(Task details): Show every line of the data below that contains the word "child", copying each such line in full. Case counts.

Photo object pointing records
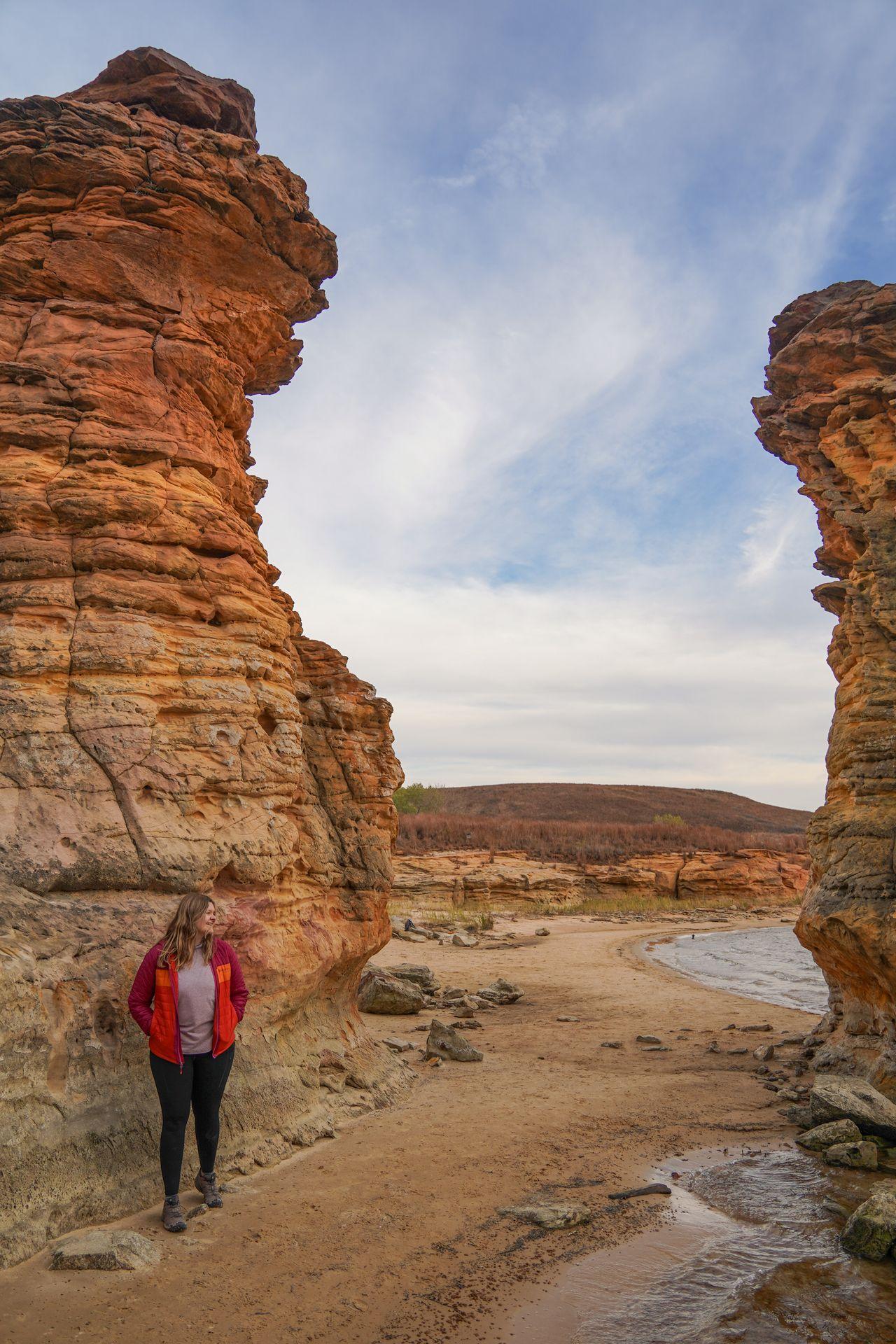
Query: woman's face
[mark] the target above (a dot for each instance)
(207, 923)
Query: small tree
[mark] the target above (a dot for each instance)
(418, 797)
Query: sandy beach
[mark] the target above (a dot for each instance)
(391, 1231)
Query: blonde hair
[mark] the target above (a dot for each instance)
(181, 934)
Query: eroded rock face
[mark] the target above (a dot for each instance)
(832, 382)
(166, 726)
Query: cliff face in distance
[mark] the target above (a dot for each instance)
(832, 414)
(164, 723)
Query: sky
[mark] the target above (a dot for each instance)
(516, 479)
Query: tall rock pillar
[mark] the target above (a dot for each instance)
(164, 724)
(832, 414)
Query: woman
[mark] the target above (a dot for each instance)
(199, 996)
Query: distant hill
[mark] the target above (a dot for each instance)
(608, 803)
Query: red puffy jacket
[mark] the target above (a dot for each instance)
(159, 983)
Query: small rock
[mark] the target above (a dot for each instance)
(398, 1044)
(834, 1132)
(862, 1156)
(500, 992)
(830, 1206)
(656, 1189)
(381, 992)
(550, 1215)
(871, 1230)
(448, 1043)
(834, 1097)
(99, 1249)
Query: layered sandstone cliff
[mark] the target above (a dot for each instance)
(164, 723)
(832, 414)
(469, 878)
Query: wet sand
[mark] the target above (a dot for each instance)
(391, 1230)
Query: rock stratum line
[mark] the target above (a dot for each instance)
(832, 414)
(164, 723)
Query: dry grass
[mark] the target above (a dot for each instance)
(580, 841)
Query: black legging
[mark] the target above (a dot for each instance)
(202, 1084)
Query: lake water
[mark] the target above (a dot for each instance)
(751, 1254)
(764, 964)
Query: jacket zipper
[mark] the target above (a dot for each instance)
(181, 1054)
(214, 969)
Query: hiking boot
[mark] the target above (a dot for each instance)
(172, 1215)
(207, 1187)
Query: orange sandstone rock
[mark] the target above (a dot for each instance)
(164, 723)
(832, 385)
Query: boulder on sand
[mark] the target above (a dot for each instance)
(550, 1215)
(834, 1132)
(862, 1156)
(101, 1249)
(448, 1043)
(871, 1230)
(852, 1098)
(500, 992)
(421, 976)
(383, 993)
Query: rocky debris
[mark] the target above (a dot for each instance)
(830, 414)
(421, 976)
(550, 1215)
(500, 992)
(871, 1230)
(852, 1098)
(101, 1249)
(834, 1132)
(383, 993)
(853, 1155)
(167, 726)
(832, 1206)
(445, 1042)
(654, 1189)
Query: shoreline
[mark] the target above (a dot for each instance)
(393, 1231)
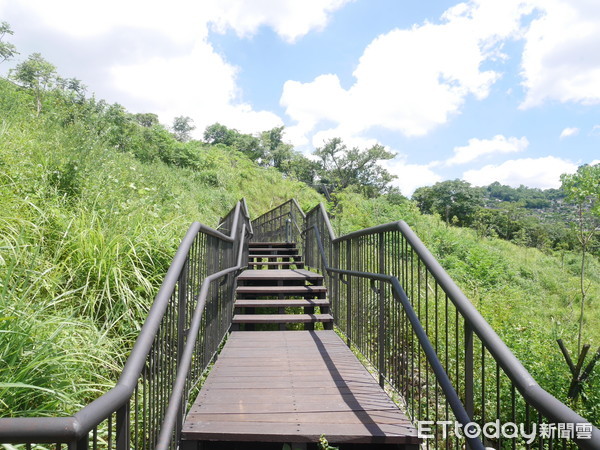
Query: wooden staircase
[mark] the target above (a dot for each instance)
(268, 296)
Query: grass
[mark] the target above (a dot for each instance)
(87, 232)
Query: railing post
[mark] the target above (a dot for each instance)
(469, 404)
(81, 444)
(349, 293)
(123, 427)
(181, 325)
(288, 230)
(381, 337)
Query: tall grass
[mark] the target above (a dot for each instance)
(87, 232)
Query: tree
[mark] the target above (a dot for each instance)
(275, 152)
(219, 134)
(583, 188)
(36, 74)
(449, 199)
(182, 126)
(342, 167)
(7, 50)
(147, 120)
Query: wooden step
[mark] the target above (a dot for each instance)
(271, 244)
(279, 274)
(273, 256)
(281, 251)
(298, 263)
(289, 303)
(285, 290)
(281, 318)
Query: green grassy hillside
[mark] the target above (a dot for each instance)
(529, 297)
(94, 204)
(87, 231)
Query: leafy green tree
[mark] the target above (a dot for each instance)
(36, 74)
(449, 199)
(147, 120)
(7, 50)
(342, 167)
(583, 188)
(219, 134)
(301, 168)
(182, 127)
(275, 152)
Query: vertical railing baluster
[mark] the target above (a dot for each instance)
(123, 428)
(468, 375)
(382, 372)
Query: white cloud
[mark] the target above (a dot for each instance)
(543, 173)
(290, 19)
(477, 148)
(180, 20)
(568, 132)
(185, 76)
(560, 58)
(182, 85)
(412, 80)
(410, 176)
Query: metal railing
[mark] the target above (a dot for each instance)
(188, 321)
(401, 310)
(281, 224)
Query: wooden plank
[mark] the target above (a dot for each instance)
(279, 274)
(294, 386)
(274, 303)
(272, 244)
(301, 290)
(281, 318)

==

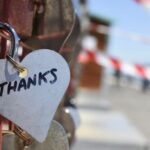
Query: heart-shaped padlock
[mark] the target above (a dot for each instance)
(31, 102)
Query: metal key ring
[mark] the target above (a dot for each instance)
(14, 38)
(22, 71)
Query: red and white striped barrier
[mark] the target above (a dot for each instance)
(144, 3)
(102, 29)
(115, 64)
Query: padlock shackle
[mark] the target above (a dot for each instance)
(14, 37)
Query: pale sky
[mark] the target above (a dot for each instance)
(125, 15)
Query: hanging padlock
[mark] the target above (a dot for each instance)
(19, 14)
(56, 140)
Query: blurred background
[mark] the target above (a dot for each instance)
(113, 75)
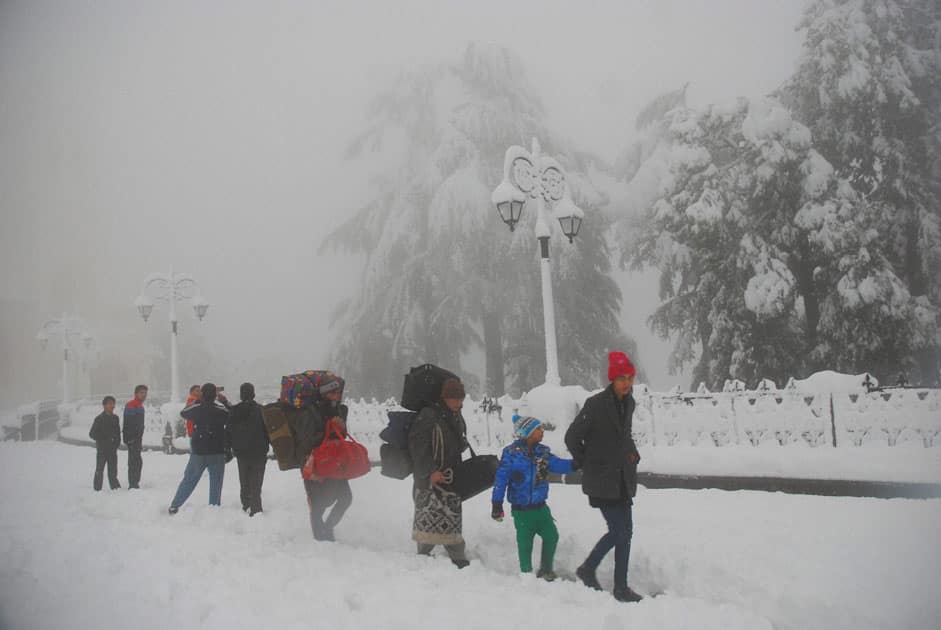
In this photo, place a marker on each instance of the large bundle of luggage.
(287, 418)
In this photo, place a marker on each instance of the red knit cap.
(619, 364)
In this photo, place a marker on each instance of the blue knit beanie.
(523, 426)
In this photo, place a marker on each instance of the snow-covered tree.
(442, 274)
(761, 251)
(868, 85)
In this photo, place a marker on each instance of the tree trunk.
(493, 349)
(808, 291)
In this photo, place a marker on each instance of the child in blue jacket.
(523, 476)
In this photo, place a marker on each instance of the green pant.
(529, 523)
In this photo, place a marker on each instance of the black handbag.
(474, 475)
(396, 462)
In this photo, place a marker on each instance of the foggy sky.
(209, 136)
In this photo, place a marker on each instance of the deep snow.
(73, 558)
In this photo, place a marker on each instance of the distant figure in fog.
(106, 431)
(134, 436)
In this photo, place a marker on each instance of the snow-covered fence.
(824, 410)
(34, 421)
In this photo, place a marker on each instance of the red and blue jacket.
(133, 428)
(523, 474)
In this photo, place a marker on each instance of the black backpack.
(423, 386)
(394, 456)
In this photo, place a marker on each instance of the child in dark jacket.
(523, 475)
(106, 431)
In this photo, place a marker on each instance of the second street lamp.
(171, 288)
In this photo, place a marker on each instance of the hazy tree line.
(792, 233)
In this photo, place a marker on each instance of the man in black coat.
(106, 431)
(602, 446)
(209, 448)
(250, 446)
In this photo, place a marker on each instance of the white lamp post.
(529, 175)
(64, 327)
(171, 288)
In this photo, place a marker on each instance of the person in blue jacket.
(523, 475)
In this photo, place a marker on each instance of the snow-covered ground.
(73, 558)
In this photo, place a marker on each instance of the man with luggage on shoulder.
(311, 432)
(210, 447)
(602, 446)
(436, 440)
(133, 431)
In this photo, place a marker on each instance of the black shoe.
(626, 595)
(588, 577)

(The output):
In this photo, place a marker on each instance of the child in blue jacket.
In this photo, place a marker on each instance of the child in dark jacket.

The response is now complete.